Essas condições, que violavam os direitos da pessoa, também estava contra a filosofia africana Ubuntu, fundamento que preza o respeito básico pelos outros e cujos outros significados humanísticos falam sobre acolhimento, compartilhamento e fortalecimento de uma comunidade, ou seja, a essência da tradução dessa filosofia: “Eu sou porque somos”.
Fazer parte de uma comunidade significa, além de uma fonte de suporte emocional, um ambiente de conexão, e um possível amparo dentro de outras esferas da vida pessoal e, também, profissional. Tratando-se de uma sociedade estruturada sobre um sistema racista, é extremamente importante que pessoas pretas tenham suporte dentro do mercado de trabalho.
Segundo pesquisa da Pretalab de 2017, em 68,5% dos casos, as pessoas pretas representam um máximo de 10% das pessoas nas equipes de trabalho em tecnologia. Diante desses números, qual o papel da comunidade, além de prestar o suporte emocional necessário aos indivíduos que a conformam?
A comunidade tem o dever de servir como um local de impulsionamento e inserção na tecnologia, mas, para isso, ela precisaria ter o apoio de alguma empresa ou ter nascido dentro de uma. Para impulsionar o desenvolvimento dessas pessoas e a inserção delas nesse mercado, é necessário que se criem iniciativas.
A VTEX, por exemplo, tem a iniciativa Black Tech Writer, que tem como objetivo fomentar a diversidade e inspirar novas gerações de líderes no mercado de tecnologia, através da área de Technical Writing. O programa, que recentemente formou a sua segunda turma, teve 240 inscritos e 20 pessoas foram selecionadas para um treinamento de cinco semanas.
A visão de uma comunidade nascer dentro de uma empresa conversa com um futuro onde as pessoas entendam a importância de um ambiente de trabalho diverso e inclusivo, pois criamos produtos para pessoas, e pessoas são diversas.
Se tratando de uma empresa de tecnologia, isso se impulsiona a partir do momento que entendemos que em 32,7% dos casos não há nenhuma pessoa preta nas equipes de trabalho. Entendendo a grande conexão, anteriormente mencionada, entre pessoas pretas e a tecnologia, encontramos movimentos culturais e políticos com fins de inserir essa outra visão de mundo nessas comunidades.
O futuro de comunidades e pessoas pretas também estão ligados à tecnologia, fato que se traduz através do afrofuturismo, movimento que fala da retomada da nossa ancestralidade e, ao mesmo tempo que coloca a pessoa preta como protagonista de movimentos artísticos, da ciência e tecnologia. Uma perspectiva que traz o que foi negado à população preta desde o Egito Antigo.

SUAS TAREFAS:
**A)** No trecho sobre comunidades pretas na tecnologia, que frase é apresentada como a essência da tradução da filosofia Ubuntu?
**B)** Dê continuidade ao texto sobre comunidades pretas na tecnologia a partir da última frase apresentada.

DADOS FORNECIDOS:
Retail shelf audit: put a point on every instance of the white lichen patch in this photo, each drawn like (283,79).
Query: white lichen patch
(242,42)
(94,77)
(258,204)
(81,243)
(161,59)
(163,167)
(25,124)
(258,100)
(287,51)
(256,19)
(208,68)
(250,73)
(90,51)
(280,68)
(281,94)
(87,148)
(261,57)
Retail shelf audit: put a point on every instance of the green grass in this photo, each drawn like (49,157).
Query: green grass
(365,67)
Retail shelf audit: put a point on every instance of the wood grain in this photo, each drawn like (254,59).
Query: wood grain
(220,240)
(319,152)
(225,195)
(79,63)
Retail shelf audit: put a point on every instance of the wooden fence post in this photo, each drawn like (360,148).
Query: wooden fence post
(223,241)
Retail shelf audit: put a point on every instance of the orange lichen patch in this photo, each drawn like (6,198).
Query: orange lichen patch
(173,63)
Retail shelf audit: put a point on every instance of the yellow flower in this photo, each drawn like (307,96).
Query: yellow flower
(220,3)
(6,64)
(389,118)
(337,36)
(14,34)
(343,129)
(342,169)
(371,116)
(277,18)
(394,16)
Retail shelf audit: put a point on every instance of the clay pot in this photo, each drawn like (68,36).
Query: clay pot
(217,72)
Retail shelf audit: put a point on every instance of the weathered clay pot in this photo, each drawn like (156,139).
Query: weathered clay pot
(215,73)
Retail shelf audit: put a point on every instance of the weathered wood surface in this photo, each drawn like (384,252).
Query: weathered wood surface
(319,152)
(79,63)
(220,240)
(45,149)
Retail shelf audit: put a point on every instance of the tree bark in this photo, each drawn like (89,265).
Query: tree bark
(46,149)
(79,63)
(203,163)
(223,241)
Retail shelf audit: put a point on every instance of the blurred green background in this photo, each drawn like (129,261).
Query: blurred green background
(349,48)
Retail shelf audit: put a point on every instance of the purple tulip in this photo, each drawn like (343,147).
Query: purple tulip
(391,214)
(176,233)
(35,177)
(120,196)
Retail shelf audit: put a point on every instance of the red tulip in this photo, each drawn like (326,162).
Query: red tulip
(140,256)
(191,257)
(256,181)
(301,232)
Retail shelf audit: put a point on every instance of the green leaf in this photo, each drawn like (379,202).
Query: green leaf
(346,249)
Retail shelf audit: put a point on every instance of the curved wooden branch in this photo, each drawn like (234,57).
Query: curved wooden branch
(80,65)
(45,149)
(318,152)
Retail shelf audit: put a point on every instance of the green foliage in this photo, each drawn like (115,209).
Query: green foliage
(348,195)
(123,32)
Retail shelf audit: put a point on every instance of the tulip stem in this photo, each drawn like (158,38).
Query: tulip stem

* * *

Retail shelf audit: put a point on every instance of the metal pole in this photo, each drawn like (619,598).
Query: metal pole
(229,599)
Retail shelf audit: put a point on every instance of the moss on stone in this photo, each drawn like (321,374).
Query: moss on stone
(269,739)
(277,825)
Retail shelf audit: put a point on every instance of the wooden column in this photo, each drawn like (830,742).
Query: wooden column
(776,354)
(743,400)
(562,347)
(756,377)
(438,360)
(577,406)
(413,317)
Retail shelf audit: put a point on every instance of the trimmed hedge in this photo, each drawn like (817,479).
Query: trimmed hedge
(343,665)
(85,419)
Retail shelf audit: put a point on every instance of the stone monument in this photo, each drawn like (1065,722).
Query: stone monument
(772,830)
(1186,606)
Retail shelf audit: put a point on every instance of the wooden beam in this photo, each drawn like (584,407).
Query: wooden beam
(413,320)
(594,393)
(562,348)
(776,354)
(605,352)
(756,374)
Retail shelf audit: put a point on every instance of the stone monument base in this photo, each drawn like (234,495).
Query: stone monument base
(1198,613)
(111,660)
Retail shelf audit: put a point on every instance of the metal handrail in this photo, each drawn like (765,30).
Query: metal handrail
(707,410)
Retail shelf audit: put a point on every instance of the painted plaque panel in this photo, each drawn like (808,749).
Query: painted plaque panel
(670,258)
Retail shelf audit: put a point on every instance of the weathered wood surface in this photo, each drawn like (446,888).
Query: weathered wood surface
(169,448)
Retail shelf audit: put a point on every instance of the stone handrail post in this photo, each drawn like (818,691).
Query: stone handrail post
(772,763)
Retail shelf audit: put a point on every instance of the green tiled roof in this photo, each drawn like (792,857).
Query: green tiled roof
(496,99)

RESPOSTAS ÀS TAREFAS:
**A)** “Eu sou porque somos”.

**B)**
Quando o afrofuturismo fala da ancestralidade como base para nosso futuro, o movimento quer que não nos esqueçamos de Gerald A. Lawson, engenheiro eletrônico norte-americano, que além de ser um dos poucos pretos a trabalhar no Vale do Silício nos anos 70, também foi o inventor da função pausar em uma partida e voltar sem perder o jogo; ou de Katherine Johnson, matemática e cientista espacial, que ajudou o homem a chegar à lua.
Além dessas, e muitas outras figuras importantes da nossa história na tecnologia, também temos, Joy Buolamwini, cientista da computação do MIT (Massachusetts Institute of Technology), que trabalha para que os softwares de reconhecimento facial também sejam eficientes para pessoas pretas, além de ser fundadora do The Algorithmic Justice League, organização que tem como objetivo conscientizar sobre as implicações sociais da inteligência artificial por meio da arte e da pesquisa.
“O afrofuturismo é um dos muitos pensamentos negros que nos possibilitam a noção de pertencimento”.
Jonathan Ferr, pianista brasileiro
O afrofuturismo também se mostra no agora, onde pessoas pretas sonham e almejam, ao menos em um futuro distante, alcançar o acesso à tecnologia de forma integral, além de possibilidades e acesso dentro da arte. Tudo isso, de alguma forma, se mostra extremamente importante quando falamos de uma questão diaspórica, mas seguindo também a não movimentação do racismo, que não acaba, não diminui. Ele nos ajuda a projetar nossa sociedade no futuro que queremos: um futuro onde há lugar para todos nós.